Aim of the task: Where the string "reflection" occurs in a line of the entries below, copy that line.

**** Supplied data

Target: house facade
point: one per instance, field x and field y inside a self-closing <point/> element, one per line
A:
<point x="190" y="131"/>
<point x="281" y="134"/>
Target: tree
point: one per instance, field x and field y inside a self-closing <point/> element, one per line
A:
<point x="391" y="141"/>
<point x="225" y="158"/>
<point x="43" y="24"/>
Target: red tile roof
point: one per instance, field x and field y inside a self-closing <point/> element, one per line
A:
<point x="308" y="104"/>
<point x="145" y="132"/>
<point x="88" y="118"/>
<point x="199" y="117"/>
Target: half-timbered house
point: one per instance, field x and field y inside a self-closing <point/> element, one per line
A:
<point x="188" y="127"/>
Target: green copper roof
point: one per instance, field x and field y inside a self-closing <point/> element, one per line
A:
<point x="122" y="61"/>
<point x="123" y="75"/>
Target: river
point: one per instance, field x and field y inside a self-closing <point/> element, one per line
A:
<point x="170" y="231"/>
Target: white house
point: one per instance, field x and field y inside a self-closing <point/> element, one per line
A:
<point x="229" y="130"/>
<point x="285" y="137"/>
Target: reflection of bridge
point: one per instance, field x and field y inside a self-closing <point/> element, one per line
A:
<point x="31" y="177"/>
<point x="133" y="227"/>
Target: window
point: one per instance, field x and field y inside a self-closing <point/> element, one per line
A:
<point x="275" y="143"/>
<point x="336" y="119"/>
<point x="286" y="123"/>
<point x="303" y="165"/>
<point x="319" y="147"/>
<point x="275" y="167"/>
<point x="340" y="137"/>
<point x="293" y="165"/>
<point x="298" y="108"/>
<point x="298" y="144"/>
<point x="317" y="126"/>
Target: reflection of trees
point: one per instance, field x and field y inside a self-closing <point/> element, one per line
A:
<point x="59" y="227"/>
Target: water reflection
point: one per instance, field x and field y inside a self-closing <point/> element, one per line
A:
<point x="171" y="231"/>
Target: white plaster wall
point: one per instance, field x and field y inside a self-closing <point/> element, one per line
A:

********

Answer section:
Target: reflection of bridge
Target: reflection of trees
Target: water reflection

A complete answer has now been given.